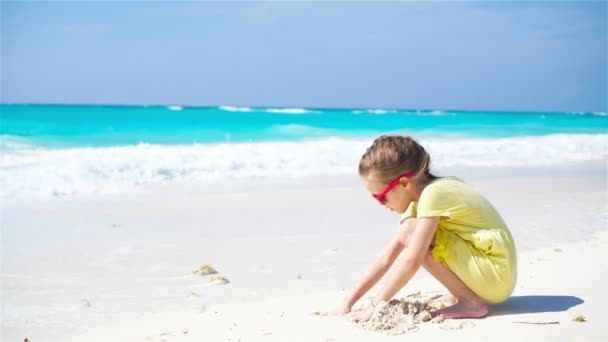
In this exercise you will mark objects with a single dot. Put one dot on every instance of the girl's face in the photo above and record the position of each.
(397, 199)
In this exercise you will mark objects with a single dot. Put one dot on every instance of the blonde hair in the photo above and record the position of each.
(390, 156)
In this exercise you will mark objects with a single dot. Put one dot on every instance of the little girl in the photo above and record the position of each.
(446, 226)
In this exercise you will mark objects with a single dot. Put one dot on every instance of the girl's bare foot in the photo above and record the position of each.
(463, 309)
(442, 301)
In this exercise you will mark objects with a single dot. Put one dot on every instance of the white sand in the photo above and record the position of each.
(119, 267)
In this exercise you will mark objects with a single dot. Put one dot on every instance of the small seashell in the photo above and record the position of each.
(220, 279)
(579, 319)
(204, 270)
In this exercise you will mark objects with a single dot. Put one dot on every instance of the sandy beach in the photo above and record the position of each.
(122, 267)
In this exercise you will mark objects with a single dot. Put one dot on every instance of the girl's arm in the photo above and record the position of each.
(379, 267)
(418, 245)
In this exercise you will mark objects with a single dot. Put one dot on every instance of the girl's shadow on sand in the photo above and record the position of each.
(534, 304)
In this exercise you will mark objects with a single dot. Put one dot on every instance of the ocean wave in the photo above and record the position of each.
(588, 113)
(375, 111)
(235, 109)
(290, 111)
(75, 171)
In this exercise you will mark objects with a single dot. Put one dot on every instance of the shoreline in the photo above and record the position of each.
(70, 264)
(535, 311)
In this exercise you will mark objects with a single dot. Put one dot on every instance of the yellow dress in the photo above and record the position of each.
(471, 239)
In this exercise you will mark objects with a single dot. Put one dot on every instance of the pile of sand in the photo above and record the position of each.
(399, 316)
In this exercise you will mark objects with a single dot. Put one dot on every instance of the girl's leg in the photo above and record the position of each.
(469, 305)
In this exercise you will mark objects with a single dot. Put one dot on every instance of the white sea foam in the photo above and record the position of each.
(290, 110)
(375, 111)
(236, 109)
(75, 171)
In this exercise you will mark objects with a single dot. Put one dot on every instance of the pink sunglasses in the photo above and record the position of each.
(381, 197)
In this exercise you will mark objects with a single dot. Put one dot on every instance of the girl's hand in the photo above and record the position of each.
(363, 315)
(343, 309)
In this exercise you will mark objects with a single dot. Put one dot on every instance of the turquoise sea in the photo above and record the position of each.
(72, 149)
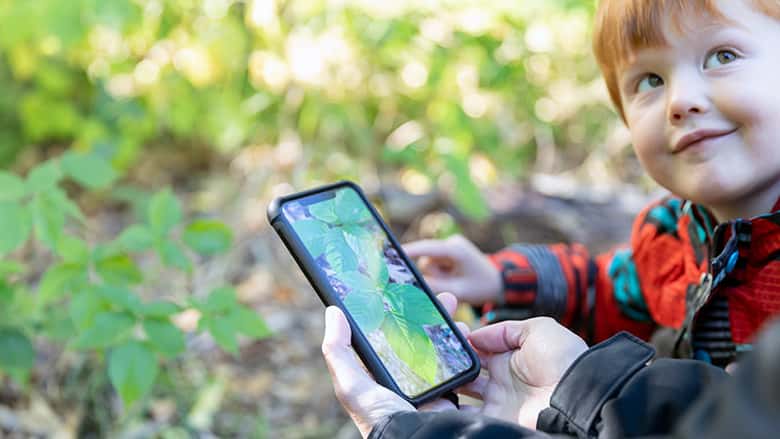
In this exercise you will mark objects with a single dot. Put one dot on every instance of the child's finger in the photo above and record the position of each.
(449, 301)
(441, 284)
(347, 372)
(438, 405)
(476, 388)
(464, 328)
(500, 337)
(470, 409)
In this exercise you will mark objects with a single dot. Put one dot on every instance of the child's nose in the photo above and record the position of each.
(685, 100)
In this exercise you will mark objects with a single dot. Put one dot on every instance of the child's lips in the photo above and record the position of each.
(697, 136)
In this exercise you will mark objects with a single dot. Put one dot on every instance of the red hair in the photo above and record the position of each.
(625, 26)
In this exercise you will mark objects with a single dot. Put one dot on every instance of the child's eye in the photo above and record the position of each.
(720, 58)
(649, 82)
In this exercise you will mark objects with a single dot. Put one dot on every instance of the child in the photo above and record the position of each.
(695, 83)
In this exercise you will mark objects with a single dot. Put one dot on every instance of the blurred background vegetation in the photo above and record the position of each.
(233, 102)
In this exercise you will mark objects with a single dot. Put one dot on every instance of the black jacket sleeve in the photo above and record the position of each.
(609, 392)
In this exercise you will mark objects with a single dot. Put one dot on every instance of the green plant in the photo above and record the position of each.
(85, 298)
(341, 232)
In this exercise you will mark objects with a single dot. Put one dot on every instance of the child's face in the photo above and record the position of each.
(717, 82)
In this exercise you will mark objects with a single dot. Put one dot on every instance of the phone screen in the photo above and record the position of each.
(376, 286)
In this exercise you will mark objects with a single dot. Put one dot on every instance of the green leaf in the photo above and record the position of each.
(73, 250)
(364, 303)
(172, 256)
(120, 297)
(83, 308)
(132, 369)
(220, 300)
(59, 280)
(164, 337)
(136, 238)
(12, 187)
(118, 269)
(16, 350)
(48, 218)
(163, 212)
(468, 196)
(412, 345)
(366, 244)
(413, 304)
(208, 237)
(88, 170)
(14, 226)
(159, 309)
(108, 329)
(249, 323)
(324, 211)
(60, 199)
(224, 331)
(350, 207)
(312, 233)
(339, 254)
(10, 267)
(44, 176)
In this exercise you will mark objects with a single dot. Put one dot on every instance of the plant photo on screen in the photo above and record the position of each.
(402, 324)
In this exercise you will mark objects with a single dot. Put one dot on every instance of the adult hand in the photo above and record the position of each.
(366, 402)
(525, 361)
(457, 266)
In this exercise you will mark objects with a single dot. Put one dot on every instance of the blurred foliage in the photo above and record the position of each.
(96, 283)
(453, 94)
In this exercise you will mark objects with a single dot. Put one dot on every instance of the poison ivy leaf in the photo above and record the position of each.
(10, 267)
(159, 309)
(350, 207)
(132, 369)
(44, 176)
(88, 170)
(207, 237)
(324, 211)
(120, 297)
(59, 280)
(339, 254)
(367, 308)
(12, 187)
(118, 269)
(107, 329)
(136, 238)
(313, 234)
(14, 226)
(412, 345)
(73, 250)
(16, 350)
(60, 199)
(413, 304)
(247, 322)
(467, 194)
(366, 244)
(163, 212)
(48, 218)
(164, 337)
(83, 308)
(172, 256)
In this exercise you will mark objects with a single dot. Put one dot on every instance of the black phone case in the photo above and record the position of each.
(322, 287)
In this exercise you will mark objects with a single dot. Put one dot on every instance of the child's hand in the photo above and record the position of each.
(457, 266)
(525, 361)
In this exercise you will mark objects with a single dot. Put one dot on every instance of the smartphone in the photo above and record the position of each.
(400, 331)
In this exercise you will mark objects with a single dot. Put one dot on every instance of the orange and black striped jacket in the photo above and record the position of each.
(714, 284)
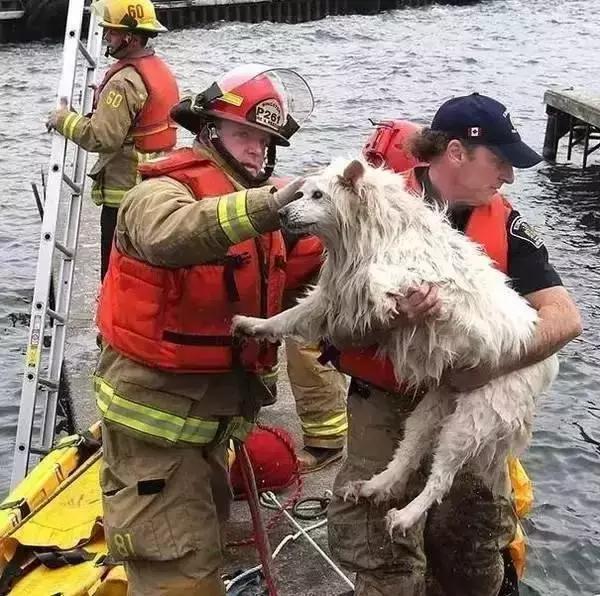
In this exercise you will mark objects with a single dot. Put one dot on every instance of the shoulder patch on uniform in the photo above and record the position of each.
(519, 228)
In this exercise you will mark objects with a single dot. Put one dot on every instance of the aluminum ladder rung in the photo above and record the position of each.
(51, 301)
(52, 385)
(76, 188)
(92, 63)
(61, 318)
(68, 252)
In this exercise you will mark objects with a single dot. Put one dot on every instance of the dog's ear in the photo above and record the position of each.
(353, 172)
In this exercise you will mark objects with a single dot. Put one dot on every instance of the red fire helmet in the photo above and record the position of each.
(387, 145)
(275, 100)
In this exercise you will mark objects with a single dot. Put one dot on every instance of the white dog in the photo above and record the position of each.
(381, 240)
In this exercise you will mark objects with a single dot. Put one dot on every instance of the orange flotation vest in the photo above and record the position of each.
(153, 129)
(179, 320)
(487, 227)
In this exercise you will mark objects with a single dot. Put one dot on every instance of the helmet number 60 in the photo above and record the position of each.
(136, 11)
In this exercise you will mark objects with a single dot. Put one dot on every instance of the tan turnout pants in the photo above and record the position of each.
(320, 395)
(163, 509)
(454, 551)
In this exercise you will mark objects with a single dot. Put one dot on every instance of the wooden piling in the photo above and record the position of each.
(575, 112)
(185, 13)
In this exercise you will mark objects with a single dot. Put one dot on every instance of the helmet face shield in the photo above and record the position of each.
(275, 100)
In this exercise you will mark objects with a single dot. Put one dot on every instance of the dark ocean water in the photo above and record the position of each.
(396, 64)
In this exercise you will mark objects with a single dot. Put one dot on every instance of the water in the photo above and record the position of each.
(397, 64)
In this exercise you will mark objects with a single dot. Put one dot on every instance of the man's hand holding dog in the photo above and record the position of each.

----------

Task directions: Reproduce the material above in full and without alteration, but skip all pictures.

Solution for this exercise:
In this exercise you will mark objects with a single dot. Put one dot on every instance of the girl's face in the photo above and record the position of each.
(397, 199)
In this exercise you will mark objects with a single dot. Put one dot on every instance of the blonde hair in the photo above and record the position of each.
(390, 156)
In this exercise you will mark objects with a single dot. Put one dot on every instance of the little girl in the photo above and record the position of each.
(446, 226)
In this exercise you will mark objects with a single dot. Put one dot on every instance of the girl's bare foot in the photo above and record the position of each.
(463, 309)
(442, 301)
In this exercise you will mark objects with a single dot. Put one dot on every instance of the white sand in the photo above and record the position of each.
(119, 267)
In this exercise you will mark objects with a single dot. Put one dot on every instance of the small seashell in the photo above and record the position of each.
(220, 279)
(579, 319)
(204, 270)
In this exercise you will mark objects with a single dot. Put one dot on every instance of the sandy beach in the photo above and record the position of each.
(122, 267)
In this exercise you will mark objects with a single dot. Put one dot on every instance of the girl's arm in the photo above and record the position of each.
(379, 267)
(418, 245)
In this exercise you will mark objects with a single dot. Put one dot on every instance of the girl's shadow on sand in the photo above and record the position of each.
(534, 304)
In this exercise you will mark objects with a single dot. Put one dot on every instance of the ocean wave in the photo above and record the position of each.
(588, 113)
(375, 111)
(235, 109)
(290, 111)
(75, 171)
In this exercise you will mark objects with a single dot. Put one dot on every instance of the shoreline in the photo above and record the position of each.
(70, 264)
(535, 311)
In this exercise you will mark objects with a single dot. Put one dot on every instance of the yellow dress in the photo above and record the position of each.
(471, 239)
In this exercise you will mark objects with a single dot. Put one dot on every instance of the pile of sand in the photo above and record the position of each.
(399, 316)
In this exercise you will mark objects with a single dot. Put one dot on every instance of the girl's leg in the photo above and record the position of each.
(469, 305)
In this exercise you will mark objects with a single dot. Put one dot on every instance of the white sea foam in the photo above and record the position of each.
(290, 110)
(375, 111)
(236, 109)
(75, 171)
In this exercise you will mark objects with a single dot. Put one dot on every instance of the pink sunglasses in the photo above and record the position of each.
(381, 197)
In this exercise you will mark objects with a single dot. Put one dot on every instance of the girl's hand in the photo above and record the position of each.
(363, 315)
(343, 309)
In this exercise you will mark objects with a single dot. Put one dot on every instance of the turquoise sea in the photo above and record the position of each.
(72, 149)
In this exercise you will mark objects with a single dot. Put one dot on every instance of the child's finger in the photo above and record the position of each.
(449, 301)
(441, 284)
(347, 372)
(438, 405)
(476, 388)
(464, 328)
(500, 337)
(470, 409)
In this exercise you will mark objects with a single dot. Put one dot on every instance of the child's nose in the photo above and record the position of each.
(685, 100)
In this exercise you will mark objects with a single dot. Put one dot on every instance of the child's lips in the photo above and record the position of each.
(697, 136)
In this exercise you will mark objects with a single dot. Put one dot on every instance of the red hair in the photo above and record the position of each.
(625, 26)
In this exercise you will mark objects with a single dot. Put one dot on every instance of the child's eye in the photo above and record the position of each.
(720, 58)
(649, 82)
In this exercise you will mark objects with a single dot. Put one dot on every instance of the child in the photo above and record the position of each.
(695, 83)
In this exercise you will mark objects with a single dot. Put one dot on every instance of the blurred background vegetation in the photo above and record the position of each.
(233, 102)
In this exercise you will mark objects with a single dot. Put one dot on every instance of the black jacket sleeve in the photo above and record the position of each.
(609, 392)
In this exercise you will mark objects with a single dot. Put one dot on every instance of the green plant in the photo above and record the position of each.
(85, 298)
(341, 232)
In this exercise you will mark objects with a single dot. Put one dot on every instance of the child's face in the photo above and record the position of each.
(717, 82)
In this exercise you will mark objects with a single dot. Put one dot on every instance of the phone screen in the photo above and record the position of each.
(376, 286)
In this exercise you will mark objects with a single dot. Put one dot on every instance of the green leaf in the photo above and record the position of each.
(73, 250)
(364, 303)
(172, 256)
(120, 297)
(83, 308)
(132, 369)
(220, 300)
(59, 280)
(164, 337)
(136, 238)
(12, 187)
(118, 269)
(16, 350)
(48, 218)
(163, 212)
(468, 196)
(412, 345)
(366, 244)
(413, 304)
(208, 237)
(88, 170)
(14, 226)
(159, 309)
(108, 329)
(249, 323)
(324, 211)
(60, 199)
(224, 331)
(350, 207)
(312, 233)
(339, 254)
(10, 267)
(44, 176)
In this exercise you will mark objects with a single dot. Put one dot on every instance of the plant photo on screen in the photo above and record the position of each.
(402, 324)
In this exercise you will mark objects with a single dot. Put one dot on every instance of the adult hand in the photo above and record the position of each.
(366, 402)
(525, 361)
(457, 266)
In this exercise you will mark objects with a single dot. Put one dot on every instance of the blurred foliage in the photo above and record the position of each.
(96, 283)
(453, 94)
In this exercise you will mark objects with a single dot. Put one dot on every instance of the poison ivy leaf in the photo above and record the position of each.
(10, 267)
(159, 309)
(350, 207)
(132, 369)
(44, 176)
(88, 170)
(207, 237)
(324, 211)
(120, 297)
(59, 280)
(339, 254)
(367, 308)
(12, 187)
(118, 269)
(107, 329)
(136, 238)
(313, 234)
(14, 226)
(412, 345)
(73, 250)
(16, 350)
(60, 199)
(413, 304)
(247, 322)
(467, 194)
(366, 244)
(163, 212)
(48, 218)
(164, 337)
(83, 308)
(172, 256)
In this exercise you will mark objects with a single dot. Put one dot on every instance of the black phone case in the photo above and record the position of each.
(322, 287)
In this exercise you will mark objects with a single dot. Put one dot on every instance of the child's hand in the photo above and record the position of each.
(457, 266)
(525, 361)
In this exercise you will mark objects with a single dot. Put one dot on every instance of the smartphone in the photo above and record the position of each.
(400, 331)
In this exercise you will mark objects with a single dot. Put one dot on every instance of the orange and black striped jacket in the photo above and record the position of each.
(714, 284)
In this exercise you will mark objects with a single dot. Put one dot on every instance of the shoulder patch on uniform in the photo above and record the position of each.
(519, 228)
In this exercise you will mark objects with a single dot. Put one dot on every instance of the aluminum ladder rung in the photo above and record the position of each.
(51, 301)
(52, 385)
(76, 188)
(92, 63)
(61, 318)
(68, 252)
In this exercise you will mark objects with a single dot. Put one dot on every instance of the dog's ear in the photo above and record the position of each.
(353, 172)
In this exercise you will mark objects with a single dot. Put one dot on every instance of the red fire helmet in the photo above and record the position of each.
(387, 145)
(275, 100)
In this exercise you will mark objects with a single dot. Put one dot on every instance of the white dog in the photo above and record the position of each.
(381, 240)
In this exercise you will mark objects with a single dot. Put one dot on every instance of the orange flotation vest in the photo above and record the position of each.
(153, 129)
(179, 320)
(487, 227)
In this exercise you will mark objects with a single dot. Put one dot on every instance of the helmet number 60 in the photo above and record the position of each.
(136, 11)
In this exercise you will mark objects with a single dot. Put one dot on every instance of the tan turnout pants in the photo above and record the position of each.
(320, 395)
(163, 509)
(454, 551)
In this exercise you will mark objects with a single dot. Put one dot on every instance of the wooden piling in the photo above and record the position of each.
(575, 112)
(185, 13)
In this exercise you will mark objects with a single dot. Put one dot on every instance of the helmet face shield in the photo above and record the position of each.
(275, 100)
In this exercise you will mark objects with a single dot. Put one dot on every instance of the dark ocean water in the photo above and record the position of each.
(396, 64)
In this exercise you will mark objects with a single dot. Put one dot on every instance of the water in the photo above and record the position of each.
(397, 64)
In this exercise you will mark objects with a single dot. Put one dot on every instance of the man's hand holding dog in the photo above and record the position of each.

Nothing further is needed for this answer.